>>>>

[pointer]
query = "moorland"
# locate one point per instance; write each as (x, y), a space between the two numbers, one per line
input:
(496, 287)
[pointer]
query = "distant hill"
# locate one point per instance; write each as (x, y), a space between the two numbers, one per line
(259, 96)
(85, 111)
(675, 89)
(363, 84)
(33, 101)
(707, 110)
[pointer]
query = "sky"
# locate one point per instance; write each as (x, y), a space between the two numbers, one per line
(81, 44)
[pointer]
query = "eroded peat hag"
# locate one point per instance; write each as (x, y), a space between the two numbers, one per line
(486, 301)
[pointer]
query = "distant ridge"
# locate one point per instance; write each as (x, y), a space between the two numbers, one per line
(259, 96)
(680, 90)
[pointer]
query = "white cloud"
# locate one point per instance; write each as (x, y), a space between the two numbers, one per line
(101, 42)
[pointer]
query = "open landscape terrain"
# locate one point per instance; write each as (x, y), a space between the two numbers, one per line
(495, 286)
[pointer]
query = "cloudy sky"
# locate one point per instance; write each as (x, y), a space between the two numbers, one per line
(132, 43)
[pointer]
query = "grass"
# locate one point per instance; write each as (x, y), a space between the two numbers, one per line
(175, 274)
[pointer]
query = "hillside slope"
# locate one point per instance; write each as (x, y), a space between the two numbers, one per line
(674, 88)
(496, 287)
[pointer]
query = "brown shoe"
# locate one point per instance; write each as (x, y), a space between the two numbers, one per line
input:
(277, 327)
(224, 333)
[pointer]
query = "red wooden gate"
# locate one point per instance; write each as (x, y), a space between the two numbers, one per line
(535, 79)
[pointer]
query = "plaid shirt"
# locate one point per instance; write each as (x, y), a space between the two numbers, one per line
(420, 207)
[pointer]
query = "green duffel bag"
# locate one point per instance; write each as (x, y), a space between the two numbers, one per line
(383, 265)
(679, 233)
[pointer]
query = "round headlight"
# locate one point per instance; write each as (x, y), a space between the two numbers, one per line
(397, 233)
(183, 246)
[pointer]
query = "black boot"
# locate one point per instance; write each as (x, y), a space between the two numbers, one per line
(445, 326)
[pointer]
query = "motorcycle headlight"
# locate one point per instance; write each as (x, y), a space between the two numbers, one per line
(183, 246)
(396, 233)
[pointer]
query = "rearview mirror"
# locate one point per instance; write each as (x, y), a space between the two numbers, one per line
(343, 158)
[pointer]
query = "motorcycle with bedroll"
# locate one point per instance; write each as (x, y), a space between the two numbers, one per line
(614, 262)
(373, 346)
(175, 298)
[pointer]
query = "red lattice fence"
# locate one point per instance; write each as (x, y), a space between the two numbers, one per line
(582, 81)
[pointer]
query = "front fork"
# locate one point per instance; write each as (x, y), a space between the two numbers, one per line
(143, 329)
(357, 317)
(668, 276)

<<<<

Copy out each record, keeping every word as it is.

### Answer in full
[pointer]
query = "moorland"
# locate one point per instance; write each as (x, y), a space between the two numbers, one per line
input:
(496, 287)
[pointer]
query = "distant hill"
# locate one point per instance; write each as (x, y), a space between the two numbers, one per line
(259, 96)
(85, 111)
(675, 89)
(363, 84)
(33, 101)
(707, 110)
[pointer]
query = "sky"
# locate one point per instance; write each as (x, y), a space between the two numbers, one per line
(81, 44)
[pointer]
query = "eroded peat hag"
# locate one point per instance; write each as (x, y), a space between the two numbers, one per line
(486, 301)
[pointer]
query = "distant ridge"
# locate one point per instance; write each as (x, y), a space between the two numbers, one per line
(259, 96)
(680, 90)
[pointer]
query = "white cloud"
# locate one point per instance; write each as (x, y), a space between the two numbers, one per line
(101, 42)
[pointer]
query = "open landscape terrain"
# locate one point per instance; write each as (x, y), a space between the two numbers, one per line
(495, 286)
[pointer]
query = "cloudy sky"
# locate one point per instance; write each as (x, y), a space between the two numbers, one per line
(132, 43)
[pointer]
query = "grass"
# locate one point per instance; write each as (x, y), a space between the two numbers, one per line
(175, 274)
[pointer]
query = "hillside slope"
# locate one point per instance; write each as (x, y), a space between the two numbers, one per line
(674, 88)
(496, 287)
[pointer]
query = "brown shoe"
# locate one point per instance; write each as (x, y), a space between the two numbers, one per line
input:
(277, 327)
(224, 333)
[pointer]
query = "red wooden gate"
# locate one point per instance; write each as (x, y), a space between the two numbers, one per line
(535, 79)
[pointer]
query = "plaid shirt"
# locate one point per instance; write each as (x, y), a space between the two numbers, one per line
(420, 207)
[pointer]
query = "green duffel bag"
# locate one point per instance; write each as (x, y), a space between the two numbers, one per line
(383, 265)
(679, 233)
[pointer]
query = "round headlight"
# locate one point per instance; write each as (x, y), a space between the two numbers, one per line
(397, 233)
(183, 246)
[pointer]
query = "black boot"
# locate one point per instance; write each as (x, y), a space between the two numbers, one per line
(445, 326)
[pointer]
query = "motorcycle headlight"
# locate one point per instance; write each as (x, y), a space between the two numbers, one per line
(183, 246)
(396, 233)
[pointer]
query = "rearview mirror"
# locate one point per instance; write each as (x, y), a space between the two numbers, one per line
(343, 158)
[pointer]
query = "motorcycle with bedroll"
# locate one point per instance; write each as (x, y), a space between the two numbers, one per line
(614, 262)
(373, 346)
(175, 298)
[pointer]
query = "red lattice fence"
# locate one point per instance; write each as (x, y), a space between the two numbers, one per line
(582, 81)
[pointer]
query = "front fork"
# locate one point per instance; write each as (x, y), a space between the two numbers, one per line
(143, 329)
(357, 317)
(668, 276)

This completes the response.